> _Set problem_
Take the line that has "Mark every instance of the grey puffer" in it and every line after it to the end of the entries, and reproduce them exactly.

> _Provided data_
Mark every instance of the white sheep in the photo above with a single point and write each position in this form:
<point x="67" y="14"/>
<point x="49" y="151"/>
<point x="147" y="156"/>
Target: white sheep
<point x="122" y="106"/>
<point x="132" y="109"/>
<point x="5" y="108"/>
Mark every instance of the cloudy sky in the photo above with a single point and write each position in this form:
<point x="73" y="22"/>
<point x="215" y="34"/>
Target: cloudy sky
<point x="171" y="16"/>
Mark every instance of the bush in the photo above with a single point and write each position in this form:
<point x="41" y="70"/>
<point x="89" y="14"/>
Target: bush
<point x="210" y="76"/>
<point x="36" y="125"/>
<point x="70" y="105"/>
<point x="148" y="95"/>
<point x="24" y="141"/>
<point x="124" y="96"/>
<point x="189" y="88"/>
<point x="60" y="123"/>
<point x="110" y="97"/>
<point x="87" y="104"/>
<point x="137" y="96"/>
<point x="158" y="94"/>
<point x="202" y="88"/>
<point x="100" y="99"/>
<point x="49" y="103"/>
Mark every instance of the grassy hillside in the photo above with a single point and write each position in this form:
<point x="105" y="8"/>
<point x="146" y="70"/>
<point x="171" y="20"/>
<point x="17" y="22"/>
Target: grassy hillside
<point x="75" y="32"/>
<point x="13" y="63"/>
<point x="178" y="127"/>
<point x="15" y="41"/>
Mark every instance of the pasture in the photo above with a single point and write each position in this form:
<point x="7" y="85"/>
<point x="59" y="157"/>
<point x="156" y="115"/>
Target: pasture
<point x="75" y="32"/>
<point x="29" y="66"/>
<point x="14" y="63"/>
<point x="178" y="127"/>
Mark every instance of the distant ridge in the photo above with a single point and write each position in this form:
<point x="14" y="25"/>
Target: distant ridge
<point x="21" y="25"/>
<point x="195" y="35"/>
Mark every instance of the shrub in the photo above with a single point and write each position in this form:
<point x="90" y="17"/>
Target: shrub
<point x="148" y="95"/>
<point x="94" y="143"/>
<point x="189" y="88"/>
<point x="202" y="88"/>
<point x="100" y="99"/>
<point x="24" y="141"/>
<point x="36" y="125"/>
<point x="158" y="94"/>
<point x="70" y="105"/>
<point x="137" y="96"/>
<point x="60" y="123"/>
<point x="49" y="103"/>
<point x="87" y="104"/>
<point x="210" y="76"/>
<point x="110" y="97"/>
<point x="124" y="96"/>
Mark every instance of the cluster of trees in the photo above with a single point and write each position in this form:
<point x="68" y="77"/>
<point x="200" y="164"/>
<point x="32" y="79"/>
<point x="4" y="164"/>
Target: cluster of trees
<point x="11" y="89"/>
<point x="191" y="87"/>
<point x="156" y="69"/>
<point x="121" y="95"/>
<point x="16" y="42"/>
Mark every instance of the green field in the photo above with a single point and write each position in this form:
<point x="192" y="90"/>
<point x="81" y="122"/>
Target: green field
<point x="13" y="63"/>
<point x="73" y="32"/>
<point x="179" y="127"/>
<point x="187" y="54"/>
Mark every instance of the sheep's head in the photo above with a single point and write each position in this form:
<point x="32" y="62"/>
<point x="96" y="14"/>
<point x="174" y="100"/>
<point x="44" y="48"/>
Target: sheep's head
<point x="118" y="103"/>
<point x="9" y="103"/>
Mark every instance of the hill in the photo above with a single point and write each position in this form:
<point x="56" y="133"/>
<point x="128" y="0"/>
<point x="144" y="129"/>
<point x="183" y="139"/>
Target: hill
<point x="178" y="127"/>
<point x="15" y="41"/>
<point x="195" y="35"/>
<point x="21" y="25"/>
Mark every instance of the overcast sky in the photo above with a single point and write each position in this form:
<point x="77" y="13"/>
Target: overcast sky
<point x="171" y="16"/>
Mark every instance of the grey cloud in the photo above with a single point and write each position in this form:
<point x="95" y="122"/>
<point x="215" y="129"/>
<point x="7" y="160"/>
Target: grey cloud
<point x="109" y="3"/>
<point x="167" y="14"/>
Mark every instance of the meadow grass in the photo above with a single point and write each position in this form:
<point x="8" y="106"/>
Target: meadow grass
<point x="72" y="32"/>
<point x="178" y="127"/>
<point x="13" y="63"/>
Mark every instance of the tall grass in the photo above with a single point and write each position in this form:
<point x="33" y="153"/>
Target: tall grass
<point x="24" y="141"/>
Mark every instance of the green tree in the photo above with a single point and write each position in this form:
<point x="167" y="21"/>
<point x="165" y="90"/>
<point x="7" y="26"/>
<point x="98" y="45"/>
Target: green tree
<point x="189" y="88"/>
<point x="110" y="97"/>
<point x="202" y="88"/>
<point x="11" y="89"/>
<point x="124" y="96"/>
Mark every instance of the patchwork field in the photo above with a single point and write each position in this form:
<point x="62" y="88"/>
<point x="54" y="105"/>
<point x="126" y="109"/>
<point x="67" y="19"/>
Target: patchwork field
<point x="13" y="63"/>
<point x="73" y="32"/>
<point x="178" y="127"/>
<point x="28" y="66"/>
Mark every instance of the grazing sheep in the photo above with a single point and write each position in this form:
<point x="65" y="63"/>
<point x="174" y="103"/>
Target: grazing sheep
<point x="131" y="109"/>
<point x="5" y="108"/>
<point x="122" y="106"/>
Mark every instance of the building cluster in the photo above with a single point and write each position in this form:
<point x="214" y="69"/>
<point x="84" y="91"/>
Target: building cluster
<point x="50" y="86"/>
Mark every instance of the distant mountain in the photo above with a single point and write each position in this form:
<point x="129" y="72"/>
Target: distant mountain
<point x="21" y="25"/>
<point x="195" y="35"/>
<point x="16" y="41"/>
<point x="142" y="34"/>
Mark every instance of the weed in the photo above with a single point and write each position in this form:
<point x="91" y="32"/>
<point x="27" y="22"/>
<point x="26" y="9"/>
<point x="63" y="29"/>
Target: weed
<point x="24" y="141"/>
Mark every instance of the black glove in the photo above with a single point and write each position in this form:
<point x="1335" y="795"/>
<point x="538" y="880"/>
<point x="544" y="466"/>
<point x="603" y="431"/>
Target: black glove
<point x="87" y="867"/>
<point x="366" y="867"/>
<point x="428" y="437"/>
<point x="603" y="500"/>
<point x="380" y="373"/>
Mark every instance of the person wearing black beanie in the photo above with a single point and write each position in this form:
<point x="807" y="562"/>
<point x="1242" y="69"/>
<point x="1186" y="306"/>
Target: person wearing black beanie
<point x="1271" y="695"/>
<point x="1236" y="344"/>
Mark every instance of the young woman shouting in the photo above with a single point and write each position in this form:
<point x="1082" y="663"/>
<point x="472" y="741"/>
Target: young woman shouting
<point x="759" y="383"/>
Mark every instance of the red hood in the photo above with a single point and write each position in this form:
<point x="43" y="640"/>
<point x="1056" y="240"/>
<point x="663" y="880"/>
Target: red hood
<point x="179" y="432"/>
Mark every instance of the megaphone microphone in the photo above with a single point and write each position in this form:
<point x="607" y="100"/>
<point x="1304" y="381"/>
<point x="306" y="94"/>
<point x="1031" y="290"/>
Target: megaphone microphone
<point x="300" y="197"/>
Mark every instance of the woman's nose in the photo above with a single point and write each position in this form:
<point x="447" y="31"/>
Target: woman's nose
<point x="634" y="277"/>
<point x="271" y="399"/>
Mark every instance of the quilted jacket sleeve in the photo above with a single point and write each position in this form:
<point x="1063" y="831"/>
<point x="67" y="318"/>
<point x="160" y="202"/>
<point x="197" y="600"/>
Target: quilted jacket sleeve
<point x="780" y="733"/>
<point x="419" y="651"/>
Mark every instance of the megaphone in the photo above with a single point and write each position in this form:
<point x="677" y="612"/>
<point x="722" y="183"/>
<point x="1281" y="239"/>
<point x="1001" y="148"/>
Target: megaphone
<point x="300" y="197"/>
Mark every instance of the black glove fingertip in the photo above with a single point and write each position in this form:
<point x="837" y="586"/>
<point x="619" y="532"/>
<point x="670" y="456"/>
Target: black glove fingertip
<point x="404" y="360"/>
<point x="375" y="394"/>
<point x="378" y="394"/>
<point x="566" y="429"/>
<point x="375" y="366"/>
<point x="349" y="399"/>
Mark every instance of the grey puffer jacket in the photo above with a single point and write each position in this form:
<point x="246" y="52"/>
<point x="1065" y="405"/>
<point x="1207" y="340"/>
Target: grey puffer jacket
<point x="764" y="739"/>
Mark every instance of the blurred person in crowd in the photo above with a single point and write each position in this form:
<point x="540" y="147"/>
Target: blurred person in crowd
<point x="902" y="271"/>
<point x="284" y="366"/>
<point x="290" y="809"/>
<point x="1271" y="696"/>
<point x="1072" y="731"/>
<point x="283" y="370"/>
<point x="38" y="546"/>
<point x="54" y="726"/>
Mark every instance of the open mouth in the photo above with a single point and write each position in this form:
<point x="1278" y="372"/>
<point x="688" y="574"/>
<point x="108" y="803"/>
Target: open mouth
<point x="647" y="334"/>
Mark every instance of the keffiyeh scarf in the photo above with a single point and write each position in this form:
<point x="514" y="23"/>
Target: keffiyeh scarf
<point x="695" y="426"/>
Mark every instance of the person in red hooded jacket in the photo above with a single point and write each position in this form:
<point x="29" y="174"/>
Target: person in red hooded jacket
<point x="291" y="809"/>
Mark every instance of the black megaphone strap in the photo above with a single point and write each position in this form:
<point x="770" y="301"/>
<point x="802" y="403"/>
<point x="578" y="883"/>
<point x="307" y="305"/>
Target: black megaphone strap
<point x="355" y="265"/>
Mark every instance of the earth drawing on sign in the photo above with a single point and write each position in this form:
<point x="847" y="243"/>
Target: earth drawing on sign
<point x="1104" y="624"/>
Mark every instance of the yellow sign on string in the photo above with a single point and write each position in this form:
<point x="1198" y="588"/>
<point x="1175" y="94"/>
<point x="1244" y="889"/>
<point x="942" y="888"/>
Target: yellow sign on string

> _Result of the task_
Mark every instance of the grey puffer jacket in the photo above with a single point and write each position in this form:
<point x="246" y="52"/>
<point x="1065" y="405"/>
<point x="1207" y="340"/>
Target: grey puffer jacket
<point x="764" y="739"/>
Mark every instance of the blurred person in crowd in the photo above with a single point and write each position in this form:
<point x="540" y="147"/>
Target: blurred person in crowd
<point x="902" y="271"/>
<point x="284" y="366"/>
<point x="290" y="809"/>
<point x="1271" y="696"/>
<point x="1072" y="731"/>
<point x="283" y="370"/>
<point x="38" y="546"/>
<point x="54" y="726"/>
Mark every instance of the open mouth in the photo above with a single point and write each position in this form:
<point x="1278" y="372"/>
<point x="688" y="574"/>
<point x="108" y="803"/>
Target: open mouth
<point x="647" y="334"/>
Mark every instance of the keffiyeh scarf in the photo above with a single point and write each position in this form:
<point x="514" y="23"/>
Target: keffiyeh scarf
<point x="695" y="426"/>
Mark every instance of the person in red hooded jacket in the photo above with a single point and write each position in this form:
<point x="29" y="174"/>
Target: person in red hooded jacket
<point x="291" y="809"/>
Mark every instance of the black megaphone strap in the photo above with a single point and write each position in this form:
<point x="770" y="301"/>
<point x="802" y="403"/>
<point x="578" y="883"/>
<point x="307" y="305"/>
Target: black megaphone strap
<point x="355" y="265"/>
Mark every instance of the earth drawing on sign in the photo above with a single point and write each position in this form:
<point x="847" y="243"/>
Target: earth drawing on sign
<point x="1104" y="624"/>
Mark every instance of the yellow sign on string in the photo above with a single point and write each position in this form:
<point x="1198" y="588"/>
<point x="1175" y="94"/>
<point x="1244" y="889"/>
<point x="942" y="888"/>
Target: yellow sign on string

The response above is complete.